Content starts

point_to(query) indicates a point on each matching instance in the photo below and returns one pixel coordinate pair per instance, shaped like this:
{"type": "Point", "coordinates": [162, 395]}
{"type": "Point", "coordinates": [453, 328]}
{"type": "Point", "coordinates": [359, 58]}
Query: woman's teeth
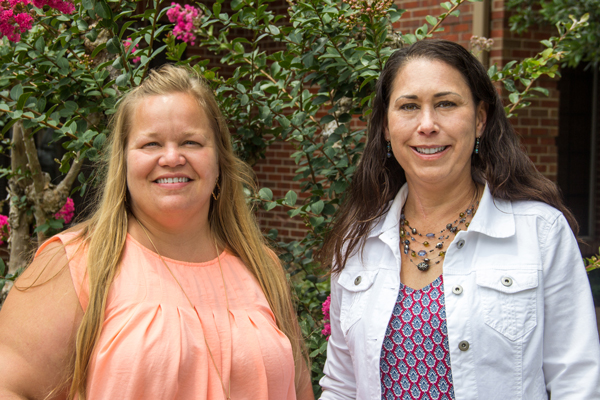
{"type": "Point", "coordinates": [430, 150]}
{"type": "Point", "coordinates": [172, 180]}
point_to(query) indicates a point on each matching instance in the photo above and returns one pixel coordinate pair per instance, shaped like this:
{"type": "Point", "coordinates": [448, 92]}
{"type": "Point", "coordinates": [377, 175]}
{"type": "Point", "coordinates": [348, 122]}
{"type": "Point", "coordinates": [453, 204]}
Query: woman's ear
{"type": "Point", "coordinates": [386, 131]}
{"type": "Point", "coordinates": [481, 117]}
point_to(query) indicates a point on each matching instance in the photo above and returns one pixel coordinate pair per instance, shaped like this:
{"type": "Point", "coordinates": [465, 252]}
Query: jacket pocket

Content ends

What the task requires :: A verbatim copy of the lines from the one with "Query: woman's ear" to the end of the listing is the whole answer.

Written solution ::
Query: woman's ear
{"type": "Point", "coordinates": [386, 131]}
{"type": "Point", "coordinates": [481, 117]}
point_to(query) indicates a point on each matching instance in the photo above and returns one pixel coordinate pair per instance, shaped like this:
{"type": "Point", "coordinates": [465, 252]}
Query: jacket pocket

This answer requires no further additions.